Technical Specification

Target Architecture: Linux & macOS (POSIX Compliant)

1. Summary

AuthKeySync is a lightweight, high-integrity CLI utility designed to synchronize SSH public keys from remote URLs into local authorized_keys files.

Unlike complex configuration management agents, AuthKeySync follows the Unix Philosophy: it does one thing well (synchronization) and exits. It is architected for Infrastructure as Code (IAC) environments (but can be used everywhere and in any way), providing idempotency, atomic file operations, and zero-dependency portability.

Core Design Principles

Universal Portability: The binary is statically compiled, ensuring it runs on any Linux distribution (Alpine, Debian, RHEL, NixOS, etc) or macOS version without requiring complex system libraries or other dependencies.
One-Shot Execution: The tool is stateless. It executes a single synchronization cycle and terminates. Scheduling is delegated to the native OS facility (Systemd Timers, Cron, Launchd, etc).
Fail-Safe Isolation: A failure in one user's synchronization process must never impact other users or corrupt existing access.

User Responsibilities

AuthKeySync is designed to be as safe as possible: it uses atomic writes, preserves local keys by default, creates backups, and aborts on network errors. However, the tool cannot validate the trustworthiness or correctness of remote sources. The user is responsible for:

Source Trustworthiness: Only configure sources that you control or fully trust. Sources must not be publicly editable (e.g., a wiki page, a public gist, or an unauthenticated API). A malicious actor with write access to a source can inject their own SSH keys and gain system access.
Source Content Validity: Ensure that configured sources return valid SSH public keys in plain text format. AuthKeySync performs minimal structural validation but does not verify cryptographic correctness. Garbage in, garbage out.
Access Control: Protect the AuthKeySync configuration file (/etc/authkeysync/config.yaml) with appropriate permissions. This file may contain sensitive information (API tokens, internal URLs) and defines who can access your systems.

▸ Stored rows:
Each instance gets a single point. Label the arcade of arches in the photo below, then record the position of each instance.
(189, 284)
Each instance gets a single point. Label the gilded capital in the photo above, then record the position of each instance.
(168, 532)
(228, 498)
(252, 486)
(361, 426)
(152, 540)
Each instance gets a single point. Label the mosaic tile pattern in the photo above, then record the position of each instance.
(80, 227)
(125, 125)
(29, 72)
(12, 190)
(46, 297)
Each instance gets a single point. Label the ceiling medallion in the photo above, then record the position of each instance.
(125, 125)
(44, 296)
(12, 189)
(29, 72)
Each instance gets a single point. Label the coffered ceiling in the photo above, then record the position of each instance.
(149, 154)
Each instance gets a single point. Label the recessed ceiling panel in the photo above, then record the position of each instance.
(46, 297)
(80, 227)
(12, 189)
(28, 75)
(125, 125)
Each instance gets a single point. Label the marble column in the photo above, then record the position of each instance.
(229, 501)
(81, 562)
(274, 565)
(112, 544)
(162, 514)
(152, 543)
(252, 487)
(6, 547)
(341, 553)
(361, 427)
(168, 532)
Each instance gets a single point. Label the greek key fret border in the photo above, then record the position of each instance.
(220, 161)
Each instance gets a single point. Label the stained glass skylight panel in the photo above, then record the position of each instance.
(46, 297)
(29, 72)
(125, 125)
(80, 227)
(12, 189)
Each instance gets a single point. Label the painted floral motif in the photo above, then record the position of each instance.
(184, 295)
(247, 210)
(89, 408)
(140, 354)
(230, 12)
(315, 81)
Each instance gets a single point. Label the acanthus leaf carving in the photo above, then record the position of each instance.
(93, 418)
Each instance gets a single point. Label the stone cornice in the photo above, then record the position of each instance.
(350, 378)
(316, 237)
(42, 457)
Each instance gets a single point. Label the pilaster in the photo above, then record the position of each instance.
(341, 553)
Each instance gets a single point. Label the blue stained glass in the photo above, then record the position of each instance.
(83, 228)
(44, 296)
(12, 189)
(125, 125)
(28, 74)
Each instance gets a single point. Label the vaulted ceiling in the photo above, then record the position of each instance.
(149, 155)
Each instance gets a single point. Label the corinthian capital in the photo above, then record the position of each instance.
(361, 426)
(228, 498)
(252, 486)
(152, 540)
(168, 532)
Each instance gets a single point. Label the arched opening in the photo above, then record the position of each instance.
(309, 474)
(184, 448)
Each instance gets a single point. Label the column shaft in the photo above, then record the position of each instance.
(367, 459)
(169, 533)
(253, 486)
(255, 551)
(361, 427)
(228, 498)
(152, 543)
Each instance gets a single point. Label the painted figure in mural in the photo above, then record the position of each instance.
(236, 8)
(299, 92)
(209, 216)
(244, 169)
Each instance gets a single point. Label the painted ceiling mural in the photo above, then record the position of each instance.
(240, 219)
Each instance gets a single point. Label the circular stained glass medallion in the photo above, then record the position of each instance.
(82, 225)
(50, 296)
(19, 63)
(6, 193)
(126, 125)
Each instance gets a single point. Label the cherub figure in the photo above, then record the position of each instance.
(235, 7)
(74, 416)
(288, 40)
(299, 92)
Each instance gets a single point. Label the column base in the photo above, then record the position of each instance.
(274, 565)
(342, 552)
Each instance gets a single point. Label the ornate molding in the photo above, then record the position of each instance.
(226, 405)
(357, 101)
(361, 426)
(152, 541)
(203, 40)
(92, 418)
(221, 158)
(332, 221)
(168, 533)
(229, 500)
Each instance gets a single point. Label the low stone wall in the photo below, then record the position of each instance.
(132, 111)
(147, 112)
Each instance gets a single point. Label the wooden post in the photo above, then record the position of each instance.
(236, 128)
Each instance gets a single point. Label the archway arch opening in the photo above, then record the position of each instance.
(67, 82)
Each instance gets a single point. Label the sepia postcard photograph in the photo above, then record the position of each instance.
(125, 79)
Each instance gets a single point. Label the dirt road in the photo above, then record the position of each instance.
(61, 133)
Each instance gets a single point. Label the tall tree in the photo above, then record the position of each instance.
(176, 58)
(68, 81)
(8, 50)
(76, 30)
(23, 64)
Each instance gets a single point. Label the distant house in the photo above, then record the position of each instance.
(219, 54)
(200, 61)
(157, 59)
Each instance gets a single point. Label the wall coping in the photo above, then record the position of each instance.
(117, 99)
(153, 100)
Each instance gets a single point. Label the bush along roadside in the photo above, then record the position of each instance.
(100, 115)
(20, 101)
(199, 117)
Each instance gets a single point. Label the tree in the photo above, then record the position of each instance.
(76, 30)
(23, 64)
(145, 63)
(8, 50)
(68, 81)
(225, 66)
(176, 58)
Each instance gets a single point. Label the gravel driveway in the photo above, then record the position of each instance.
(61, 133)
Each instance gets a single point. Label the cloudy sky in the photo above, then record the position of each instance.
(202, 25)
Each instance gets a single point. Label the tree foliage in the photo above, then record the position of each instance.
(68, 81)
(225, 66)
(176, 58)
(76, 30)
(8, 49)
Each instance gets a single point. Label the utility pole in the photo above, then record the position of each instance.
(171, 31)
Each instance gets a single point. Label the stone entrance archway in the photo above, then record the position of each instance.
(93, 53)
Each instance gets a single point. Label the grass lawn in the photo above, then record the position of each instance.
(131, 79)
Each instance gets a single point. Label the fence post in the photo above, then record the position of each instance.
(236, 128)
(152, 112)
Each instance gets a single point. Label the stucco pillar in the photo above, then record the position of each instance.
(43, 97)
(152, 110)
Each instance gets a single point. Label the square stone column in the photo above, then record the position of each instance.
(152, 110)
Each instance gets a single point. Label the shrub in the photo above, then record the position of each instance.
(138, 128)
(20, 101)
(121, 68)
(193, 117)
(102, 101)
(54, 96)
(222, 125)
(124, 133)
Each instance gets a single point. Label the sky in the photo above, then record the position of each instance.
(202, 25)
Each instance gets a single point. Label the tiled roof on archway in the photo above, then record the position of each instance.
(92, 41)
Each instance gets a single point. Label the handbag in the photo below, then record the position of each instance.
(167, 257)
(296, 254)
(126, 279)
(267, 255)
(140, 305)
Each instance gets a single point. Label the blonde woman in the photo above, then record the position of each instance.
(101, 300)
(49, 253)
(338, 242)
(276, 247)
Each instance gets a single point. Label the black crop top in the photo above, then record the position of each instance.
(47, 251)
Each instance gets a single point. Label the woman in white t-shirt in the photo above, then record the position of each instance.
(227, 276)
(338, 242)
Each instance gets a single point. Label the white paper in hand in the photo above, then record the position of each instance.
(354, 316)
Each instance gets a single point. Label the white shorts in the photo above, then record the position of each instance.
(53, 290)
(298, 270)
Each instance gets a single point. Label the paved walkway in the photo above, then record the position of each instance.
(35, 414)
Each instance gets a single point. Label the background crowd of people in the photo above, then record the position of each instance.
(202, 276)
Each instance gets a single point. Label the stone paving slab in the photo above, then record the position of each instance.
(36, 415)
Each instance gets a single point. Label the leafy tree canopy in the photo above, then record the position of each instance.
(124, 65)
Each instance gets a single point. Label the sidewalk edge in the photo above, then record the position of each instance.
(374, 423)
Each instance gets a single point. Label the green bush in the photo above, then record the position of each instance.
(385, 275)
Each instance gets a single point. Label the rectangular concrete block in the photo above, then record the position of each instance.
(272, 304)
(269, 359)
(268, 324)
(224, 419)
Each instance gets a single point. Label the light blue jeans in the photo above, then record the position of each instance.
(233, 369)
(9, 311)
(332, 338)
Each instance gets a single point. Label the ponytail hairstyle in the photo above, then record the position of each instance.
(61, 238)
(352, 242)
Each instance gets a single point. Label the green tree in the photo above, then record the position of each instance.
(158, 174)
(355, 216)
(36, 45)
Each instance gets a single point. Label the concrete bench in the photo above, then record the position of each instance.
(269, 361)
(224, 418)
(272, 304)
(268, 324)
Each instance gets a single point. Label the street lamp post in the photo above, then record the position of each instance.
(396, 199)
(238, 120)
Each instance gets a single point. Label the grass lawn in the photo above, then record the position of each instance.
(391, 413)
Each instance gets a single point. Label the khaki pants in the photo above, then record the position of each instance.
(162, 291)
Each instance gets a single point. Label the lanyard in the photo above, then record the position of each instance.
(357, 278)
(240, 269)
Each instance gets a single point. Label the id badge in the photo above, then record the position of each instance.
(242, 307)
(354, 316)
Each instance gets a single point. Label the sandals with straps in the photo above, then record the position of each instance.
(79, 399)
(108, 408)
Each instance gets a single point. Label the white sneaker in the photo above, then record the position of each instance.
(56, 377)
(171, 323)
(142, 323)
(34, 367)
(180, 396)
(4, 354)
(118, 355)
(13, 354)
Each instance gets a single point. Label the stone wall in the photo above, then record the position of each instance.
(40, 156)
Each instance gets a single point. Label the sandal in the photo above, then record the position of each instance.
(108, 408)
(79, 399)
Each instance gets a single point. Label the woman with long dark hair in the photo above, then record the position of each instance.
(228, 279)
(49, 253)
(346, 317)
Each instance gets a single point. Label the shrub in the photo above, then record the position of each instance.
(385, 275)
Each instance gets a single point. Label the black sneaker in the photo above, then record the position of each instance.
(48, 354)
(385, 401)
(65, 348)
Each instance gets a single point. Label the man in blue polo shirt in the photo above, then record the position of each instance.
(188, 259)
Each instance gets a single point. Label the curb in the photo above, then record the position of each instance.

▸ Set of tasks:
1. Repeat the passage of the AuthKeySync specification from "Target Architecture: Linux" up to and including "or other dependencies.".
2. In the AuthKeySync specification, what is the path of the configuration file that users must protect with appropriate permissions?
The records are separate material and have no connection to the AuthKeySync specification.

▸ Answers to the exercise:
1.
Target Architecture: Linux & macOS (POSIX Compliant)

1. Summary

AuthKeySync is a lightweight, high-integrity CLI utility designed to synchronize SSH public keys from remote URLs into local authorized_keys files.

Unlike complex configuration management agents, AuthKeySync follows the Unix Philosophy: it does one thing well (synchronization) and exits. It is architected for Infrastructure as Code (IAC) environments (but can be used everywhere and in any way), providing idempotency, atomic file operations, and zero-dependency portability.

Core Design Principles

Universal Portability: The binary is statically compiled, ensuring it runs on any Linux distribution (Alpine, Debian, RHEL, NixOS, etc) or macOS version without requiring complex system libraries or other dependencies.

2. /etc/authkeysync/config.yaml